> _What you will do_
• A. Which usernames head posts in the forum thread on the tangent piano below? Give each one only once.
• B. Answer these from the tangent piano thread below:
(i) On what service is the Alexei Lubimov recording available?
(ii) Which volume of Miklos Spanyi's complete C.P.E. Bach has the Kenner and Liebhaber sonatas?
(iii) Which instrument does norman bates find the sound closer to?
• C. What comes next in the tangent piano forum thread below? Continue it from its last line.

> _Document section_
# Anyone familiar with the Tangetenflügel (tangent piano)?



## jegreenwood (Dec 25, 2015)

An article in today's NY Times.

https://www.nytimes.com/2018/08/31/...?action=click&module=Features&pgtype=Homepage

The recording (C.P.E. Bach performed by Alexei Lubimov) is on Tidal, so I plan to check it out.


----------



## Quartetfore (May 19, 2010)

I read the article yesterday in the "Times", It was interesting


----------



## Mandryka (Feb 22, 2013)

jegreenwood said:


> An article in today's NY Times.
> 
> https://www.nytimes.com/2018/08/31/...?action=click&module=Features&pgtype=Homepage
> 
> The recording (C.P.E. Bach performed by Alexei Lubimov) is on Tidal, so I plan to check it out.


Try also CPE Bach's Kenner and Liebhaber sonatas played on a tangent piano by Miklos Spanyi, Vol 33 of his complete CPE Bach


----------



## norman bates (Aug 18, 2010)

Interesting instrument, I've never heard it before. To my ears it sounds something between a harpsichord and piano. The sound it's more similar to the harpsichord, altough a bit less metallic, but with the dynamics of the piano.


----------



## jegreenwood (Dec 25, 2015)

> _Dataset extract_

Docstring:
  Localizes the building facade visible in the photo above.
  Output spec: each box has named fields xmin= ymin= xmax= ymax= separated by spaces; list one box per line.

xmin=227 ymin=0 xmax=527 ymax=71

> _Per-task answers_
• A. jegreenwood, Quartetfore, Mandryka, norman bates

• B.
(i) Tidal
(ii) Vol 33
(iii) The harpsichord

• C.
norman bates said:


> Interesting instrument, I've never heard it before. To my ears it sounds something between a harpsichord and piano. The sound it's more similar to the harpsichord, altough a bit less metallic, but with the dynamics of the piano.


Actually, the sound (but not the dynamics) reminded me most of the clavichord.


----------



## EdwardBast (Nov 25, 2013)

Mandryka said:


> Try also CPE Bach's Kenner and Liebhaber sonatas played on a tangent piano by Miklos Spanyi, Vol 33 of his complete CPE Bach


Spanyi has also recorded a number of the concertos on tangent piano. I love the sound of that instrument.


----------



## Enthusiast (Mar 5, 2016)

Another thumbs up for the Spanyi series - both the solo and the concerto series.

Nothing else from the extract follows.